Stated task: Find each line in the entries below that contains the word "hair" and copy those lines out in full.

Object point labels
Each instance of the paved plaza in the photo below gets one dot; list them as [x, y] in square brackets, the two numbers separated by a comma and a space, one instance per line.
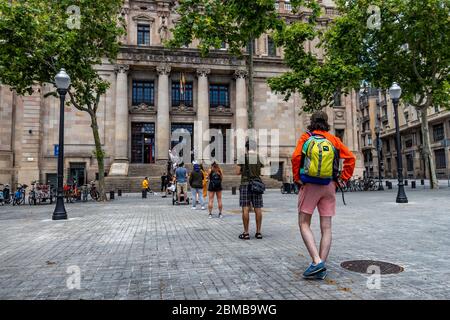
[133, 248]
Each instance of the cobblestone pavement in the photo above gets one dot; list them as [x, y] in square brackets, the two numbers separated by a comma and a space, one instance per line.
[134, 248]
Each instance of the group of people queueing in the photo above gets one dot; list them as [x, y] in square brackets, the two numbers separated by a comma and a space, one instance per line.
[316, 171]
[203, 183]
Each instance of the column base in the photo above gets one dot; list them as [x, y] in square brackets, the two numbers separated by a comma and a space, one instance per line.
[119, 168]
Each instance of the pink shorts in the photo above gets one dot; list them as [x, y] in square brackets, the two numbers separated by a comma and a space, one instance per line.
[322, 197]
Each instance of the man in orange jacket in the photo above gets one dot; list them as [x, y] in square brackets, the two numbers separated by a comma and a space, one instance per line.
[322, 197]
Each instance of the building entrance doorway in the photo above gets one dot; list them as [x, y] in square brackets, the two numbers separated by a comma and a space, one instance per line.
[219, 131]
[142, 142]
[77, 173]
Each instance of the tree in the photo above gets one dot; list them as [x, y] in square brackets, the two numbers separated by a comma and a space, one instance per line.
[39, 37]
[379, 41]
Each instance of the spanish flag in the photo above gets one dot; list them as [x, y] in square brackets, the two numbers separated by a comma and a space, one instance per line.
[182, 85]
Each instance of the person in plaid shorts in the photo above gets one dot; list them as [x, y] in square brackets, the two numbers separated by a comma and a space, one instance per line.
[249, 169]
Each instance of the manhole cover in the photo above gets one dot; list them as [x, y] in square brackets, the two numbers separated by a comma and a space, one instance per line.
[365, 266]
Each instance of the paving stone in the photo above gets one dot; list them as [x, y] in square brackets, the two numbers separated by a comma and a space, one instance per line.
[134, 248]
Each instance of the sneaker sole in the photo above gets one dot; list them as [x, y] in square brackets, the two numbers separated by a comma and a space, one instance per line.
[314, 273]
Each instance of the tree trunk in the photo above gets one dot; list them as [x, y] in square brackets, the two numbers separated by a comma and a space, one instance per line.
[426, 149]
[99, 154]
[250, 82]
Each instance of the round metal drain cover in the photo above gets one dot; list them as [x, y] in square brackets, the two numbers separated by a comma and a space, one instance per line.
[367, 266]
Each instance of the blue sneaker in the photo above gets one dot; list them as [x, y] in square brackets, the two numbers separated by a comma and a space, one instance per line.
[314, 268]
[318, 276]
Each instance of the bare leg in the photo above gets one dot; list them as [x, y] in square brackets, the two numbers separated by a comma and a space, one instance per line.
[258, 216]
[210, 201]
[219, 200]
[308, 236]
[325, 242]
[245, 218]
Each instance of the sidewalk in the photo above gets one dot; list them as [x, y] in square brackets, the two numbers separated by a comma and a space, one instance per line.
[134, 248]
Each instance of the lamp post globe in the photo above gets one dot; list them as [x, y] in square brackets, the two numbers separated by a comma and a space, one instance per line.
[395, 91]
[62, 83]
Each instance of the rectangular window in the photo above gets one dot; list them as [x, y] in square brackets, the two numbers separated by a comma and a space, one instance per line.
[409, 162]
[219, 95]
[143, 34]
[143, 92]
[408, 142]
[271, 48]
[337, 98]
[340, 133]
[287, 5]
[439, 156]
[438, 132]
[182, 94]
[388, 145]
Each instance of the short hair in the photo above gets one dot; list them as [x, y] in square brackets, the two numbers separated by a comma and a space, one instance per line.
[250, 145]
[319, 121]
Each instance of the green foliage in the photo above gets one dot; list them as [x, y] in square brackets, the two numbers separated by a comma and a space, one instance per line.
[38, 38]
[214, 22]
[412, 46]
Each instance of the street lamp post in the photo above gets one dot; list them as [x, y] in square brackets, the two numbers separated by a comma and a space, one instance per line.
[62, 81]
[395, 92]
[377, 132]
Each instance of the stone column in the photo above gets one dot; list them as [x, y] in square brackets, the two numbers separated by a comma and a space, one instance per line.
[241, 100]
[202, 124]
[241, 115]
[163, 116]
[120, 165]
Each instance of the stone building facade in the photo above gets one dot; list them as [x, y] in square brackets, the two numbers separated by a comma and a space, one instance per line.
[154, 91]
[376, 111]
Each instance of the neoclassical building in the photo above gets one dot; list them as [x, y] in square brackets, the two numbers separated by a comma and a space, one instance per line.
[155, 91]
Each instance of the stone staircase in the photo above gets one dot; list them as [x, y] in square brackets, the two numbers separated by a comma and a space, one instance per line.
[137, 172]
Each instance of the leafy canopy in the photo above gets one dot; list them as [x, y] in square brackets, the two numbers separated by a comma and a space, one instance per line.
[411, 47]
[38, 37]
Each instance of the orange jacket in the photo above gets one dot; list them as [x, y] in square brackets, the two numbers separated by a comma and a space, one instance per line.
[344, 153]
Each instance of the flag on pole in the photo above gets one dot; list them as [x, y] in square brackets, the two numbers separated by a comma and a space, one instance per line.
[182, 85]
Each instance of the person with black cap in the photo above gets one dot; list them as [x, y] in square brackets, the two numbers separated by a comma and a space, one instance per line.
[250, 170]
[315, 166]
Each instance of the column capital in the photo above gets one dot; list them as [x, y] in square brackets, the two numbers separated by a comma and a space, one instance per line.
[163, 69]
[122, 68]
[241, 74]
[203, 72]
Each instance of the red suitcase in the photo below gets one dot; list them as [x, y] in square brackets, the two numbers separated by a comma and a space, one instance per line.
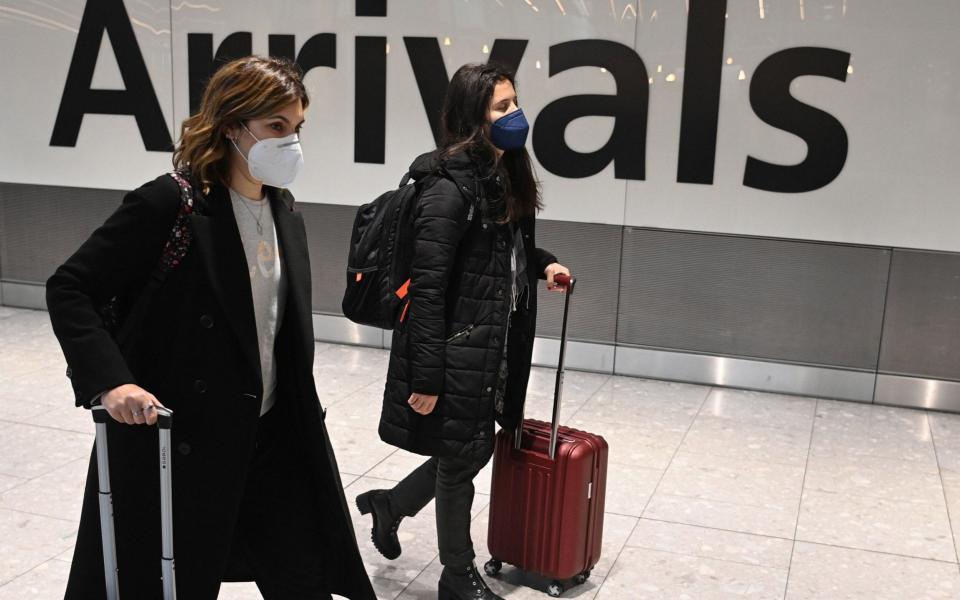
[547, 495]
---
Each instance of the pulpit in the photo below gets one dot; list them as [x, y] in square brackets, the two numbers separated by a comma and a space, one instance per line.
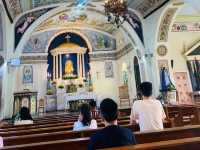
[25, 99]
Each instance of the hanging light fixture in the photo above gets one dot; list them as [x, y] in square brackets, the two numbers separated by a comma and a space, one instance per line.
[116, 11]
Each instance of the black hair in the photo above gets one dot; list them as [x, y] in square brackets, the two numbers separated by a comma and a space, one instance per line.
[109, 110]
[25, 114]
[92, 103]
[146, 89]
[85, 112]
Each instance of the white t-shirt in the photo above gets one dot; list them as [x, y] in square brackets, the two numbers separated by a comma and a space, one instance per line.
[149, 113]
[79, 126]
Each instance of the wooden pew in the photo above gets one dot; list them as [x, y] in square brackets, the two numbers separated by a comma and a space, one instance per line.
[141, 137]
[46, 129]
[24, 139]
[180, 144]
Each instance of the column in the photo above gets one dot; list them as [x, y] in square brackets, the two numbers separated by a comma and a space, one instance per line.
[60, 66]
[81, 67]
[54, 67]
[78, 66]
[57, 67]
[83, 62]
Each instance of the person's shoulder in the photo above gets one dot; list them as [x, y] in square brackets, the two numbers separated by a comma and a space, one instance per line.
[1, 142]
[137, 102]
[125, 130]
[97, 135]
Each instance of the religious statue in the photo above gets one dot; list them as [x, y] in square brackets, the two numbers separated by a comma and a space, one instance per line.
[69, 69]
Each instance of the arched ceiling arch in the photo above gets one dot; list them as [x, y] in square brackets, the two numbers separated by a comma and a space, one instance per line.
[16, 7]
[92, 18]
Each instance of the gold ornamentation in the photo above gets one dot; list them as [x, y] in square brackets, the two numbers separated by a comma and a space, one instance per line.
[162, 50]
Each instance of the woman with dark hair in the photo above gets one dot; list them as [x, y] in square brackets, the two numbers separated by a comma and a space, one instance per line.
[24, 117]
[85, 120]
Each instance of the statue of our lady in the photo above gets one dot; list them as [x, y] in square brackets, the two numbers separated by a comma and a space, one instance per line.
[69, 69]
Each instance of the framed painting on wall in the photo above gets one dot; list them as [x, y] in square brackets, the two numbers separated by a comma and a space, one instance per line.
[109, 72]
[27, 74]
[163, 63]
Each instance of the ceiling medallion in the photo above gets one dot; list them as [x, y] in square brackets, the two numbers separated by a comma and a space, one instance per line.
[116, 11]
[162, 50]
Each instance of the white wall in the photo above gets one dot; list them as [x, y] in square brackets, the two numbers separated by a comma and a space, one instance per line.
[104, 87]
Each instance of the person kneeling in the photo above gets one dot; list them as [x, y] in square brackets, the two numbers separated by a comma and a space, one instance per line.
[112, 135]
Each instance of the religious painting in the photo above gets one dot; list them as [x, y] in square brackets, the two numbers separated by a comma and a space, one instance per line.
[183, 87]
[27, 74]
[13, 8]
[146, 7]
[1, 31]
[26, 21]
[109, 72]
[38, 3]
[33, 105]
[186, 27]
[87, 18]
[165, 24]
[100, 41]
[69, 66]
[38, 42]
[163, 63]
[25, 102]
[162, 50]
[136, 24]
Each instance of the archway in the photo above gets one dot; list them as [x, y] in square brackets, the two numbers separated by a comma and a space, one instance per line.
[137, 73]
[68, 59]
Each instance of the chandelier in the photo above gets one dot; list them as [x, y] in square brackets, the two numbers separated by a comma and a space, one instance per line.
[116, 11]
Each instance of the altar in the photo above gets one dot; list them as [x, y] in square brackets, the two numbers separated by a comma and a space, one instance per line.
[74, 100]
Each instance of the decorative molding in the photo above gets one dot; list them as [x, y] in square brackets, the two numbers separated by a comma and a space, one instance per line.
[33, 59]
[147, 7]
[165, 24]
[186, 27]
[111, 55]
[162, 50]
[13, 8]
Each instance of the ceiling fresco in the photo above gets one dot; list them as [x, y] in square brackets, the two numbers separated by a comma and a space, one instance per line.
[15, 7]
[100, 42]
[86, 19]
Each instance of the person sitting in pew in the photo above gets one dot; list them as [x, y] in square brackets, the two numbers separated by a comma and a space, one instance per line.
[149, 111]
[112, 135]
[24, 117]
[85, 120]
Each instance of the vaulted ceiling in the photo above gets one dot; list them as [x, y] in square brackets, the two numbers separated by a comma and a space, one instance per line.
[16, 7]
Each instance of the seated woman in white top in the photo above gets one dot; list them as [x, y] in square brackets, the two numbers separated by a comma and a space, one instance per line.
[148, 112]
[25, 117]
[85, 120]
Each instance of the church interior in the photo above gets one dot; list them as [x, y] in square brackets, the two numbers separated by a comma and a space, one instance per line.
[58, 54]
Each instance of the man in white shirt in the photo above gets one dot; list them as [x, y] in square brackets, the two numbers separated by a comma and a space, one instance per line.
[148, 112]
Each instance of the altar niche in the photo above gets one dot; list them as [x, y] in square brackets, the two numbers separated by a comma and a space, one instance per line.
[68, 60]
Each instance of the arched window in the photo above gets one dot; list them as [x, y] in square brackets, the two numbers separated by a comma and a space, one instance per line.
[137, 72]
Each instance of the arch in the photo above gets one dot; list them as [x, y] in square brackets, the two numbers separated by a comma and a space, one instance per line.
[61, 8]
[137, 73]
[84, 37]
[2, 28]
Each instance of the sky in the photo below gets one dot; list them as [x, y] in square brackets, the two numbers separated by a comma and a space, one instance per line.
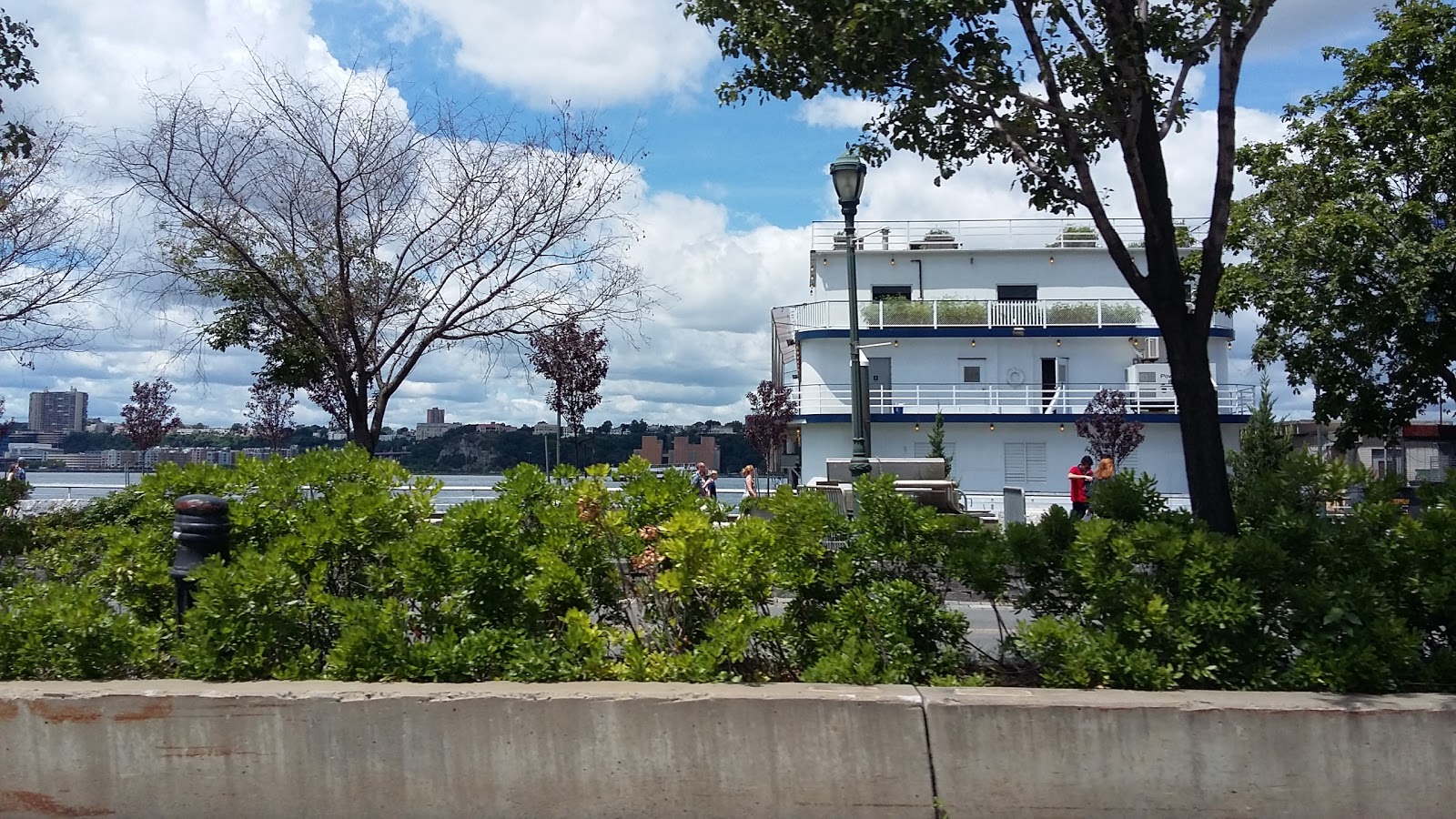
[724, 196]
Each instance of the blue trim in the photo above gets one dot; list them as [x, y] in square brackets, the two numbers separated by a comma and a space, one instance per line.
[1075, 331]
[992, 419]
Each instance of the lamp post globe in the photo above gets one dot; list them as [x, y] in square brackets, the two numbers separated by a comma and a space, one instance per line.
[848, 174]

Output for this task:
Each instance of the short hair in the photo above gets one dot; list them as [x, y] in square brackets, the two numbers separated by a comma and a space, one instance per line.
Each instance of the black hair in the photo above gets one dot; list them as [x, y] in square brackets, the two numbers separated by a comma and a space, one instance per line.
Each instance of the woman with dark hair in the photo above gets one dot; list them as [x, y] in square brackets, the two numbers separated by a comma and a space, one instance per line.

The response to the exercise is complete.